## [WORK INSTRUCTION]
Every line from the one that contains "Target: white door" to the end of the records must be restated word for word. No other line belongs in the answer.

Data extracted from a collection:
☆ ☆ ☆ ☆ ☆
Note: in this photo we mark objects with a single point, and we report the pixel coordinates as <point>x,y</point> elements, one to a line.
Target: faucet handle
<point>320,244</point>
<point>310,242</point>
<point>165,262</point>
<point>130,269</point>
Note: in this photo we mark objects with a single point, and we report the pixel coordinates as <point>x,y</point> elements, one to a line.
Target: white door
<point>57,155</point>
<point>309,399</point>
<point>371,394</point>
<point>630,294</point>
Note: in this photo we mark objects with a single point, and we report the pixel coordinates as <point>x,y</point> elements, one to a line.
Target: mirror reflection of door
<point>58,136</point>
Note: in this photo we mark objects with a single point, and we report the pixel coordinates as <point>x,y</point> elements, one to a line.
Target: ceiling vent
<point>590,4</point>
☆ ☆ ☆ ☆ ☆
## [EXERCISE SOLUTION]
Target: white door
<point>57,155</point>
<point>309,399</point>
<point>371,394</point>
<point>630,294</point>
Note: in this photo we mark objects with a single point, and we report the pixel coordinates as <point>x,y</point> elements, one to a line.
Target: mirror reflection of door
<point>58,136</point>
Note: in this photo we mark objects with a single point, and we report the pixel coordinates as <point>x,y</point> elements, one to a line.
Target: ceiling vent
<point>590,4</point>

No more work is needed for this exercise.